## Given request
Rewrite the records from their first line through the line containing "M 30 261 L 30", both ends included and requests kept as they are. In the answers, raise every outline coordinate by 139.
-------- Dataset --------
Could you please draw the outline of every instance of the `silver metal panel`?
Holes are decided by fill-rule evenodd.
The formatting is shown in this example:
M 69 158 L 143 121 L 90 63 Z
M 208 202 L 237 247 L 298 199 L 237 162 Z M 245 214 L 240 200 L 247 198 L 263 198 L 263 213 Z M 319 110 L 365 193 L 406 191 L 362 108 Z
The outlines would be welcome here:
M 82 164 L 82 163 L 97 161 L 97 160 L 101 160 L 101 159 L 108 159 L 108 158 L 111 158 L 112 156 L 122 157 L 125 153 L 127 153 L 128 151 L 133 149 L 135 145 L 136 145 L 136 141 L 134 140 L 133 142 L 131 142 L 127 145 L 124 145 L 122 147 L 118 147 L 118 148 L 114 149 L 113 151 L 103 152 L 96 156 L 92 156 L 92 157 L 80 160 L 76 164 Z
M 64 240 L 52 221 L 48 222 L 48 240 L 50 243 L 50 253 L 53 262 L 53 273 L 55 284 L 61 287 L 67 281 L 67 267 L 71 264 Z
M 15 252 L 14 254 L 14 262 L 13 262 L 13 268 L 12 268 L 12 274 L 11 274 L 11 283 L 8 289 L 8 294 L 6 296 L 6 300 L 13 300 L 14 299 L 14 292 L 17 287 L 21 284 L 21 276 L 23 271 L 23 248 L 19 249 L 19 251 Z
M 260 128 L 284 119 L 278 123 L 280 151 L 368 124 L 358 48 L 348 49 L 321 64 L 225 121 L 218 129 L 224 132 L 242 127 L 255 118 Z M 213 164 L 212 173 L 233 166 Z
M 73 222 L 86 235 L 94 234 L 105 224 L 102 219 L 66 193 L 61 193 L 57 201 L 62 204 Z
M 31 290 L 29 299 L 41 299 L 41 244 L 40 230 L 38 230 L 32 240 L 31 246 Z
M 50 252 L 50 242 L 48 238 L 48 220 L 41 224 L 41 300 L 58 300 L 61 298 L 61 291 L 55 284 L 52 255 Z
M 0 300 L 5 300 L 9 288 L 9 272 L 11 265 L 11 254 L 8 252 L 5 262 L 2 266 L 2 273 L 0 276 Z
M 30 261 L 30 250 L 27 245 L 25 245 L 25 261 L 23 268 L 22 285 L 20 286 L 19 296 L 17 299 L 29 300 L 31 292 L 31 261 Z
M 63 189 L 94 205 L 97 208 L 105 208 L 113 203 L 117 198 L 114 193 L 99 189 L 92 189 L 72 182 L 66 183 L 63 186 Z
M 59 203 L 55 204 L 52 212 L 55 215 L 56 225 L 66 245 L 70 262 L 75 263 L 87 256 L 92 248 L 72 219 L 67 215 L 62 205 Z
--------
## Result of the task
Could you please draw the outline of every instance of the `silver metal panel`?
Holes are decided by fill-rule evenodd.
The formatting is shown in this example:
M 69 158 L 143 121 L 90 63 Z
M 208 202 L 237 247 L 298 199 L 237 162 Z M 245 214 L 240 200 L 247 198 L 263 198 L 263 213 Z M 319 110 L 365 193 L 406 191 L 362 108 Z
The outlines would be welcome here:
M 221 303 L 221 302 L 236 300 L 236 299 L 240 299 L 240 298 L 247 298 L 247 297 L 250 297 L 251 295 L 261 296 L 264 292 L 266 292 L 267 290 L 272 288 L 274 284 L 275 284 L 275 280 L 273 279 L 272 281 L 270 281 L 266 284 L 263 284 L 261 286 L 257 286 L 257 287 L 253 288 L 252 290 L 242 291 L 235 295 L 231 295 L 231 296 L 219 299 L 215 303 Z
M 203 379 L 191 360 L 187 361 L 187 379 L 189 382 L 189 392 L 192 401 L 192 412 L 194 423 L 200 426 L 206 420 L 206 406 L 210 403 Z
M 154 391 L 153 393 L 153 401 L 152 401 L 152 407 L 151 407 L 151 413 L 150 413 L 150 422 L 147 428 L 147 433 L 145 435 L 145 439 L 152 439 L 153 438 L 153 431 L 156 426 L 160 423 L 160 415 L 162 410 L 162 387 L 158 388 L 158 390 Z
M 399 267 L 423 258 L 417 262 L 419 290 L 507 263 L 497 187 L 487 188 L 460 203 L 364 260 L 357 268 L 363 271 L 381 266 L 394 257 Z M 352 303 L 351 312 L 372 305 Z
M 212 361 L 225 374 L 233 373 L 244 363 L 241 358 L 205 332 L 200 332 L 196 340 L 201 343 Z
M 170 429 L 168 438 L 180 438 L 180 383 L 179 369 L 177 369 L 171 379 L 170 385 Z
M 189 391 L 189 381 L 187 377 L 187 359 L 180 363 L 180 439 L 197 439 L 200 437 L 200 430 L 194 423 L 191 394 Z
M 139 439 L 144 439 L 148 427 L 148 411 L 150 404 L 150 393 L 147 391 L 144 401 L 141 405 L 141 412 L 139 415 Z
M 169 400 L 169 389 L 166 384 L 164 384 L 164 400 L 162 407 L 161 424 L 159 425 L 158 435 L 156 438 L 168 439 L 170 431 L 170 400 Z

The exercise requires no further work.